→ **GIVEN EXERCISE**
Render the stretch of rows from the line containing "Challenge: find every instance of black shoe" through the line containing "[137, 32, 146, 41]", both included, as a numbered list with blank lines left out.

→ **THE INPUT**
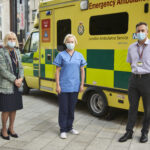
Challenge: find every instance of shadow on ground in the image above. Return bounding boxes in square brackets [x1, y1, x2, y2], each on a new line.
[24, 90, 143, 123]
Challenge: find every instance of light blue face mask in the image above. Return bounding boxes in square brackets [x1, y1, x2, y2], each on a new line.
[66, 43, 75, 51]
[7, 41, 16, 48]
[136, 32, 146, 41]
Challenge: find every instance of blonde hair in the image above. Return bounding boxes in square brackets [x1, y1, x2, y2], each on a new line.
[64, 34, 78, 44]
[3, 31, 19, 47]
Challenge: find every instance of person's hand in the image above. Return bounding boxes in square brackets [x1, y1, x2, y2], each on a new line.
[80, 85, 84, 92]
[56, 86, 61, 94]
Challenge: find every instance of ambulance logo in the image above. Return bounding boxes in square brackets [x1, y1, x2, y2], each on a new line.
[78, 22, 84, 35]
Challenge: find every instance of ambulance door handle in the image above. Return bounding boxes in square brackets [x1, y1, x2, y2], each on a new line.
[47, 54, 51, 61]
[33, 57, 39, 60]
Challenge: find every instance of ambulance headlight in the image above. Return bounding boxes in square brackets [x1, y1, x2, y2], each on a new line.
[80, 0, 89, 10]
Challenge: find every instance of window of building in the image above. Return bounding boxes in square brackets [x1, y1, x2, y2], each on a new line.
[57, 19, 71, 51]
[89, 12, 129, 35]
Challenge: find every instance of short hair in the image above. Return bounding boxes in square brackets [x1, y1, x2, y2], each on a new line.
[136, 22, 148, 31]
[64, 34, 78, 44]
[3, 31, 19, 47]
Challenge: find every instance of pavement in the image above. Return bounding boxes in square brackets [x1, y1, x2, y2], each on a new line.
[0, 91, 150, 150]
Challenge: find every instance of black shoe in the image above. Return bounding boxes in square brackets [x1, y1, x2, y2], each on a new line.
[1, 131, 10, 140]
[7, 129, 18, 138]
[119, 131, 133, 142]
[140, 133, 148, 143]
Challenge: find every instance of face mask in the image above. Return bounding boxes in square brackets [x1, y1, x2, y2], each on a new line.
[66, 43, 75, 50]
[7, 41, 16, 48]
[137, 32, 146, 41]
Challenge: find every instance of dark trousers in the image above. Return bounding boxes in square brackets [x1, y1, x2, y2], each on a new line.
[126, 74, 150, 133]
[58, 92, 78, 132]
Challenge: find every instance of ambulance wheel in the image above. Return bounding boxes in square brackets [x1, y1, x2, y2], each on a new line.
[87, 91, 108, 117]
[22, 80, 30, 94]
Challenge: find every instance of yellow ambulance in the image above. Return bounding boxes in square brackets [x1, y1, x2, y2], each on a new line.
[22, 0, 150, 116]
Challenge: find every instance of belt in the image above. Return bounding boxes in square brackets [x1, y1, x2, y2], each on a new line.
[132, 73, 150, 78]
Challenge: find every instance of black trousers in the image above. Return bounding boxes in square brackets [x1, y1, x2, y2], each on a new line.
[58, 92, 78, 132]
[126, 74, 150, 133]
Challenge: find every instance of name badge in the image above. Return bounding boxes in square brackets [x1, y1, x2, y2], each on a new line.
[137, 61, 143, 67]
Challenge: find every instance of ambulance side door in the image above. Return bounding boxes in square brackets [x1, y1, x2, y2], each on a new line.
[22, 31, 39, 88]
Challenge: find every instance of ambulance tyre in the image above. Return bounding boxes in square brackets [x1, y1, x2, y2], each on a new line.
[22, 80, 30, 95]
[87, 91, 108, 117]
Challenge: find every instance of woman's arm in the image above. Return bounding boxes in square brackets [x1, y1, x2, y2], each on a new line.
[80, 67, 85, 92]
[56, 66, 61, 94]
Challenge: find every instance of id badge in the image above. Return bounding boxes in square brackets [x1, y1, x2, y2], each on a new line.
[137, 61, 143, 67]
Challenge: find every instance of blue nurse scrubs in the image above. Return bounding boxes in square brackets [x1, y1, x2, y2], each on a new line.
[53, 51, 87, 132]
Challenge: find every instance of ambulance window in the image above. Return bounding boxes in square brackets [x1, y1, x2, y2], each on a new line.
[24, 37, 31, 53]
[89, 12, 129, 35]
[57, 19, 71, 51]
[30, 32, 39, 52]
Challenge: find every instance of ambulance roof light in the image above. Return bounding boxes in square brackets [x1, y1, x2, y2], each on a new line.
[80, 0, 89, 10]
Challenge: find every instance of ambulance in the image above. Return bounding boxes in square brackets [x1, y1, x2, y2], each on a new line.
[22, 0, 150, 117]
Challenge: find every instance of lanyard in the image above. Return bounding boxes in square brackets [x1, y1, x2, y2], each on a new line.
[8, 50, 18, 66]
[138, 44, 146, 59]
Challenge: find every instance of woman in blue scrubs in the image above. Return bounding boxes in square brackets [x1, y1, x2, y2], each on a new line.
[53, 34, 87, 139]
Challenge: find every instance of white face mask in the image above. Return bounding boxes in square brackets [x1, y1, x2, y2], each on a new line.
[66, 43, 75, 50]
[7, 41, 16, 48]
[136, 32, 146, 41]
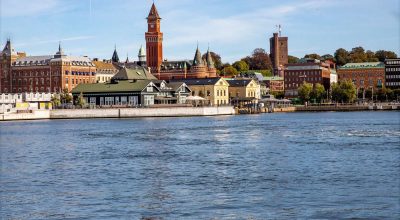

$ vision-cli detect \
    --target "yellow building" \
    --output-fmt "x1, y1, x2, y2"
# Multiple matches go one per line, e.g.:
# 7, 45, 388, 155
173, 78, 229, 106
227, 79, 261, 99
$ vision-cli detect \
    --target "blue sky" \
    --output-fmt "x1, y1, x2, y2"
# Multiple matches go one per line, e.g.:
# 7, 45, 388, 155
0, 0, 400, 62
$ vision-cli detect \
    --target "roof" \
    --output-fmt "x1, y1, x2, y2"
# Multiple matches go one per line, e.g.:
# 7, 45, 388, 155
263, 76, 283, 81
112, 67, 157, 80
170, 77, 221, 86
227, 79, 254, 87
71, 80, 154, 94
339, 62, 385, 69
147, 3, 161, 19
93, 61, 117, 70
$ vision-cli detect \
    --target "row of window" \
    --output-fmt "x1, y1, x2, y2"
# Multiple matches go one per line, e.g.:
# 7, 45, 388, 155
386, 68, 400, 72
386, 82, 400, 86
386, 60, 400, 65
386, 75, 400, 79
285, 71, 320, 76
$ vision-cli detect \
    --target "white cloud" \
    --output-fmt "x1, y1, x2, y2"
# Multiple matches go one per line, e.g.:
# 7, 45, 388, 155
15, 36, 95, 47
0, 0, 58, 17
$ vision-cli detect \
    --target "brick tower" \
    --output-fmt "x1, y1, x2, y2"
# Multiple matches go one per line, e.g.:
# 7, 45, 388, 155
145, 3, 163, 73
269, 31, 288, 76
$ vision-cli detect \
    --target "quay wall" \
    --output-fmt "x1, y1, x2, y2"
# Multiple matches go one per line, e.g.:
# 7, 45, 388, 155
0, 106, 235, 121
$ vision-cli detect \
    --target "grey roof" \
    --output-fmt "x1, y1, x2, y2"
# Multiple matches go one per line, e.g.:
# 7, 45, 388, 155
112, 67, 157, 80
0, 39, 18, 56
227, 79, 252, 87
71, 80, 158, 94
170, 77, 221, 86
193, 46, 203, 66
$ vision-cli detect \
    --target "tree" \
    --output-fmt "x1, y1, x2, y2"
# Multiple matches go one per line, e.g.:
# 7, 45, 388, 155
51, 94, 61, 107
304, 53, 321, 60
202, 51, 223, 70
232, 60, 249, 72
375, 50, 397, 62
242, 48, 272, 70
288, 55, 300, 63
334, 48, 349, 66
297, 82, 313, 102
332, 80, 357, 103
76, 92, 85, 108
321, 54, 335, 62
365, 50, 379, 62
222, 65, 238, 76
60, 89, 72, 104
310, 83, 326, 103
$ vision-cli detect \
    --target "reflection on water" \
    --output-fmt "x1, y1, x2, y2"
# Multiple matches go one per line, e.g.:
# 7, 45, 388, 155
0, 112, 400, 219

→ **THE RESPONSE**
1. Challenge: find every instance of black shoe in the image above. Return bounding boxes in square brackets [x1, y1, x2, y2], each on a new line.
2. [1, 131, 10, 140]
3. [7, 129, 18, 138]
4. [119, 131, 133, 142]
5. [140, 133, 148, 143]
6. Challenge: find every instance of face mask in the image above. Return bounding boxes in square brackets [x1, y1, x2, y2], each on a new line.
7. [66, 43, 75, 50]
8. [7, 41, 16, 48]
9. [137, 32, 146, 41]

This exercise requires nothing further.